(What you should do)
Write the next part of the review of the first Bodies of Evidence novel, picking up right after its last sentence.

(Text block)
□ □ □

With an ARC of Wendy Roberts’s Bodies of Evidence #4 waiting in the wings, I went to the first because I cannot bear coming to a series midway. Besides, I like two of the series’ premises: a heroine with divining powers and a May-to-December romance (her twenty-five to his forty-five). From the get-go, Roberts’s heroine, Julie Hall, aka Delma Arsenault, is a mess, but a likeable one. She lives with her Rottweiler, Wookie, in an old trailer on her grandfather’s property . She works at the local gas station, plays with her dog, takes care of Gramps, and fights off the urge to drink. Julie is a woman with dark, difficult memories of abandonment (by her mother) and physical abuse by her grandmother. Despite this, she is neither lugubrious, or weepy. I liked her for that: she’s darkly funny, caring, even loving, but rough around the edges and her mouth makes a sailor blush. She also carries an unlikely ability: to locate the missing dead with the use of divining rods, or as they’re called in the novel, dowsing rods. Into Julie’s work-home-walk-dog life walks FBI Agent Garrett Pierce, on the trail of a serial killer. He wants Julie’s help to find the missing girls, to recover their bodies, to bring him closer to catching the killer.

□ □ □

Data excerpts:

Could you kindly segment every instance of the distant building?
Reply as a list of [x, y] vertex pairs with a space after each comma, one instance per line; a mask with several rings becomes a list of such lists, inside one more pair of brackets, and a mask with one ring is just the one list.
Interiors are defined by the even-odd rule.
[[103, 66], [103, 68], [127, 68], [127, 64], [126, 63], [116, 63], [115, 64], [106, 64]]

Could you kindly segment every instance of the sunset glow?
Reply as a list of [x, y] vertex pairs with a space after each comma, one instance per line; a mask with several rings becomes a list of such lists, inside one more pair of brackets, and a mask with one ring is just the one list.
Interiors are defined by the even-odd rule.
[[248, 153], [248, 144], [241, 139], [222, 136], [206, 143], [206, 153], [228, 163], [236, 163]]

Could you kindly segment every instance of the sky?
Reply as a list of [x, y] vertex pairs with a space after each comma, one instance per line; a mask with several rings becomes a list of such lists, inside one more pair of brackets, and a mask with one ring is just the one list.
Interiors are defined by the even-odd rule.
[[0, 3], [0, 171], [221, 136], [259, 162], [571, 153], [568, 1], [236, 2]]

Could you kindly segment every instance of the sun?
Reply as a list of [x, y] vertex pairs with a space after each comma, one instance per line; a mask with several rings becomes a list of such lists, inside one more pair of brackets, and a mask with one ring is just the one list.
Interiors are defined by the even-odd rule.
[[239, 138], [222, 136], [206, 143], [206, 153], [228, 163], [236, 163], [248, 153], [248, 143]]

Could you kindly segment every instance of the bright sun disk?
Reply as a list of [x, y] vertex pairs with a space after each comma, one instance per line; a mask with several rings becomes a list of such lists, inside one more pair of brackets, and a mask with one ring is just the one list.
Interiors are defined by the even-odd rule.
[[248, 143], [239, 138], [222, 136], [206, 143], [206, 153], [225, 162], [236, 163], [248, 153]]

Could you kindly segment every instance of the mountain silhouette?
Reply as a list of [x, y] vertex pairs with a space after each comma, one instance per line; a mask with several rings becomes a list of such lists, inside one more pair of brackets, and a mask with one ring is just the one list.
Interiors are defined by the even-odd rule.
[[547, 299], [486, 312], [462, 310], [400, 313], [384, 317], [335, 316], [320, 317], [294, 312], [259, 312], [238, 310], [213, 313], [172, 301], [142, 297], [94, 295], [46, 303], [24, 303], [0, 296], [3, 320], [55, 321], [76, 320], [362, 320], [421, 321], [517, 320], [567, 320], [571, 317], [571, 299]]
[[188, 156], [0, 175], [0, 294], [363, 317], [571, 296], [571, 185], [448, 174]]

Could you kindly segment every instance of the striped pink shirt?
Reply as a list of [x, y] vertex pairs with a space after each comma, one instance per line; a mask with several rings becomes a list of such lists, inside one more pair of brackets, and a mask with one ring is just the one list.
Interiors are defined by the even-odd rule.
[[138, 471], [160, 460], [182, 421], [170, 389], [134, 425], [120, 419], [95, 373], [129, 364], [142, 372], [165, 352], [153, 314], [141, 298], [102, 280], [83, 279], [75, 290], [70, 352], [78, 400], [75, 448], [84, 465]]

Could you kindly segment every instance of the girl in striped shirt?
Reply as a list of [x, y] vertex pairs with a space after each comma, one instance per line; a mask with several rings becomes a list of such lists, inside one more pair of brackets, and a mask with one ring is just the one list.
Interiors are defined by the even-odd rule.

□ □ □

(Result)
Darkly handsome, Garrett is suit to Julie’s jeans. But they make a great team: he’s patient and kind to the darkness in her and she, in turn, is mouthy and funny to his somewhat humourless demeanor. But Garrett’s past is as difficult as Julie’s, if for different reasons. (There’s a lovely scene where they bond over self-help books, ruefully acknowledging how messed up they are.) Julie’s mad divining skills are amazing and Garrett respects her for them. They’re both driven by a need to help and save. The abductions and killings intensity and soon, with her own life in danger, Julie has been moved into Garrett’s apartment. Though the overall mood of their lives is haunted past and urgent present, I loved the scenes between them where they share normality: a great pizza, Julie’s scolding Garrett over the state of his bathroom. They’re obviously attracted to each other; of the two, Julie is the more sexually assertive. Their love scenes are hot and touching. But they’re also two unlikely people who, once you give them time and space to be together, grow in friendship and affection. I liked Garret and Julie together and I liked them apart.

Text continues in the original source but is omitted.